[Stored data]
---

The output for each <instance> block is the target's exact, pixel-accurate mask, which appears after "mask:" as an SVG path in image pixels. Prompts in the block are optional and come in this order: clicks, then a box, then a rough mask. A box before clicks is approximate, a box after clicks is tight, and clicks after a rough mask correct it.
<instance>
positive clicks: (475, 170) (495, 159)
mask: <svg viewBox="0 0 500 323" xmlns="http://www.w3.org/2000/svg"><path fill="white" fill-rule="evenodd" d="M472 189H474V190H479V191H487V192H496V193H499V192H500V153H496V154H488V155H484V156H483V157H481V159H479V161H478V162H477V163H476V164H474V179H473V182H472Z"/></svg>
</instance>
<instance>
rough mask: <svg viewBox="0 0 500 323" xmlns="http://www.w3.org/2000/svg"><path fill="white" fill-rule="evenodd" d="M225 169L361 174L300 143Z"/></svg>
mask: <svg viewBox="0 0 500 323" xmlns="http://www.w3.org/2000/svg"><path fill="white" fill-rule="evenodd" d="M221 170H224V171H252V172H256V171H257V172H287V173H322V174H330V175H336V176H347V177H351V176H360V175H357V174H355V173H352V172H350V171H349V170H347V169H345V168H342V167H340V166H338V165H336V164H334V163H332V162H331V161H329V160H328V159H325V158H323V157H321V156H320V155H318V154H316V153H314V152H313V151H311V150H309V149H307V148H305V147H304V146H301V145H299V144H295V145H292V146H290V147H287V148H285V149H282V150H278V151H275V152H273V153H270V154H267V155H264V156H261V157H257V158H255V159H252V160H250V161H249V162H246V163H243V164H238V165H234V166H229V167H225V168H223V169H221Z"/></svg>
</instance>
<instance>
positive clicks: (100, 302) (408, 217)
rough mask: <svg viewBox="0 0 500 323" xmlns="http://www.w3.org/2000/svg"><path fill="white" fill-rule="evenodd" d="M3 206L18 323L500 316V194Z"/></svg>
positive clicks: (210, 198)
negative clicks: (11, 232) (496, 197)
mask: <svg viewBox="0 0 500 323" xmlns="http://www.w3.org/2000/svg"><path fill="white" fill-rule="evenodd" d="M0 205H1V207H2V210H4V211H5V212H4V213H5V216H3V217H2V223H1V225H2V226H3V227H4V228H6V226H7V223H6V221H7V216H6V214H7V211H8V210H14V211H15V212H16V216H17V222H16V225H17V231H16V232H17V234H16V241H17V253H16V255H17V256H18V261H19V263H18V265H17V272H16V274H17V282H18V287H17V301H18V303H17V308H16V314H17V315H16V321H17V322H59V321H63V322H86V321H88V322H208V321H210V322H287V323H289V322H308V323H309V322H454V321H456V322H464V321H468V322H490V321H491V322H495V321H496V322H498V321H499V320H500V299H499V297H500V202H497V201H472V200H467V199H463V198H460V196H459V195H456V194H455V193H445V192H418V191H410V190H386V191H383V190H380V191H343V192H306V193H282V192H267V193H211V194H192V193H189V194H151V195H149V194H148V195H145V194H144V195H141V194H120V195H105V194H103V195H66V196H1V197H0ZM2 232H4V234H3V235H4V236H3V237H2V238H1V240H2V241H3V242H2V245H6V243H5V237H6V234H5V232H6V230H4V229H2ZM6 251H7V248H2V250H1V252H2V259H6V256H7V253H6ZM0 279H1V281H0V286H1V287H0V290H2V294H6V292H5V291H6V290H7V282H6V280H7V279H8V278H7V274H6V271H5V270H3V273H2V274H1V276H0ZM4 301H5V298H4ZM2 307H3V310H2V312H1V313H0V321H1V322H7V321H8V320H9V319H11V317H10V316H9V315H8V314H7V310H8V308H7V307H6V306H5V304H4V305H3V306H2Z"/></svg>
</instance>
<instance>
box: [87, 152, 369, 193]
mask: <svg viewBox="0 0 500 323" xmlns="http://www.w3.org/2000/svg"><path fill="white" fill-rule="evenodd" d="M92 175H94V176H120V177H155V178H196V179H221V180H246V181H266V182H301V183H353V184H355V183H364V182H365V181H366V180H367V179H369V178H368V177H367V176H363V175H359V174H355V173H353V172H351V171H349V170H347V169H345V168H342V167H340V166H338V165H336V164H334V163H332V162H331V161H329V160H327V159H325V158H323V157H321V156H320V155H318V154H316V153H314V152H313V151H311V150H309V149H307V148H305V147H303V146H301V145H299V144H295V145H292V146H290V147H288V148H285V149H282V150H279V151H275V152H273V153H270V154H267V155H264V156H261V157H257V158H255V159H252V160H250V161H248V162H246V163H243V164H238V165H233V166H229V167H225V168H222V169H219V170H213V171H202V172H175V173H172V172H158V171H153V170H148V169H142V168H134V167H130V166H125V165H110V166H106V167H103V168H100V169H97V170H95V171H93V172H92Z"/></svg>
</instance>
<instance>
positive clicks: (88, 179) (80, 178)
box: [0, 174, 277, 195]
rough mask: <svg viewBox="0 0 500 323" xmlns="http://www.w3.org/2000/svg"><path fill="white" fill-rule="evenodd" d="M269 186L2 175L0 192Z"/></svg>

---

▶ _TASK DESCRIPTION_
Extract all of the data above and output it character for character.

▶ _SOLVED EXERCISE_
The output for each <instance> block is the target's exact, pixel-accurate mask, which appears after "mask:" as an SVG path in image pixels. Prompts in the block are optional and come in this order: clicks, then a box, then a rough mask. A box before clicks is approximate, a box after clicks is tight, and clicks after a rough mask correct it.
<instance>
positive clicks: (475, 170) (495, 159)
mask: <svg viewBox="0 0 500 323" xmlns="http://www.w3.org/2000/svg"><path fill="white" fill-rule="evenodd" d="M472 189H474V190H479V191H487V192H496V193H499V192H500V153H496V154H488V155H484V156H483V157H481V159H479V161H478V162H477V163H476V164H474V179H473V182H472Z"/></svg>
</instance>
<instance>
rough mask: <svg viewBox="0 0 500 323" xmlns="http://www.w3.org/2000/svg"><path fill="white" fill-rule="evenodd" d="M225 169L361 174L300 143Z"/></svg>
mask: <svg viewBox="0 0 500 323" xmlns="http://www.w3.org/2000/svg"><path fill="white" fill-rule="evenodd" d="M221 170H224V171H252V172H256V171H257V172H287V173H322V174H330V175H336V176H347V177H351V176H360V175H357V174H355V173H352V172H350V171H349V170H347V169H345V168H342V167H340V166H338V165H336V164H334V163H332V162H331V161H329V160H328V159H325V158H323V157H321V156H320V155H318V154H316V153H314V152H313V151H311V150H309V149H307V148H305V147H304V146H301V145H299V144H295V145H292V146H290V147H287V148H285V149H282V150H278V151H275V152H273V153H270V154H267V155H264V156H261V157H257V158H255V159H252V160H250V161H249V162H246V163H243V164H238V165H234V166H229V167H225V168H223V169H221Z"/></svg>
</instance>
<instance>
positive clicks: (100, 302) (408, 217)
rough mask: <svg viewBox="0 0 500 323" xmlns="http://www.w3.org/2000/svg"><path fill="white" fill-rule="evenodd" d="M3 206L18 323L500 316V194Z"/></svg>
positive clicks: (210, 198)
negative clicks: (11, 232) (496, 197)
mask: <svg viewBox="0 0 500 323" xmlns="http://www.w3.org/2000/svg"><path fill="white" fill-rule="evenodd" d="M0 205H1V207H2V210H4V211H5V212H4V213H5V216H3V217H2V223H1V225H2V226H3V227H4V228H6V226H7V223H6V221H7V216H6V214H7V211H8V210H14V211H15V212H16V216H17V222H16V225H17V231H16V232H17V234H16V241H17V253H16V255H17V256H18V261H19V263H18V265H17V272H16V274H17V282H18V287H17V301H18V303H17V308H16V314H17V315H16V321H17V322H59V321H63V322H86V321H88V322H208V321H210V322H287V323H289V322H308V323H309V322H454V321H456V322H464V321H468V322H490V321H491V322H495V321H496V322H498V321H499V320H500V299H499V297H500V202H497V201H472V200H467V199H463V198H460V196H459V195H456V194H455V193H445V192H418V191H410V190H386V191H383V190H380V191H343V192H306V193H282V192H267V193H211V194H192V193H189V194H151V195H149V194H148V195H145V194H144V195H141V194H120V195H105V194H103V195H66V196H1V197H0ZM2 232H4V234H3V235H4V236H3V237H2V238H1V240H2V241H3V242H2V245H6V243H5V237H6V234H5V232H6V230H4V229H2ZM6 251H7V248H2V250H1V252H2V259H6V256H7V253H6ZM0 279H1V281H0V286H1V287H0V290H2V294H6V292H5V291H6V290H7V282H6V280H7V279H8V278H7V274H6V271H5V270H3V273H2V274H1V276H0ZM4 301H5V298H4ZM2 307H3V310H2V312H1V313H0V321H1V322H7V321H8V320H9V319H11V317H10V316H9V315H8V314H7V310H8V308H7V307H6V306H5V304H4V305H3V306H2Z"/></svg>
</instance>
<instance>
box: [87, 152, 369, 193]
mask: <svg viewBox="0 0 500 323" xmlns="http://www.w3.org/2000/svg"><path fill="white" fill-rule="evenodd" d="M92 175H94V176H120V177H155V178H196V179H221V180H246V181H266V182H301V183H353V184H355V183H364V182H365V181H366V180H367V179H369V178H368V177H367V176H363V175H359V174H355V173H353V172H351V171H349V170H347V169H345V168H342V167H340V166H338V165H336V164H334V163H332V162H331V161H329V160H327V159H325V158H323V157H321V156H320V155H318V154H316V153H314V152H313V151H311V150H309V149H307V148H305V147H303V146H301V145H299V144H295V145H292V146H290V147H288V148H285V149H282V150H279V151H275V152H273V153H270V154H267V155H264V156H261V157H257V158H255V159H252V160H250V161H248V162H246V163H243V164H238V165H233V166H229V167H225V168H222V169H219V170H213V171H202V172H175V173H172V172H158V171H153V170H148V169H142V168H134V167H130V166H125V165H110V166H106V167H103V168H100V169H97V170H95V171H93V172H92Z"/></svg>
</instance>
<instance>
positive clicks: (88, 179) (80, 178)
box: [0, 174, 277, 195]
rough mask: <svg viewBox="0 0 500 323" xmlns="http://www.w3.org/2000/svg"><path fill="white" fill-rule="evenodd" d="M269 186L2 175L0 192Z"/></svg>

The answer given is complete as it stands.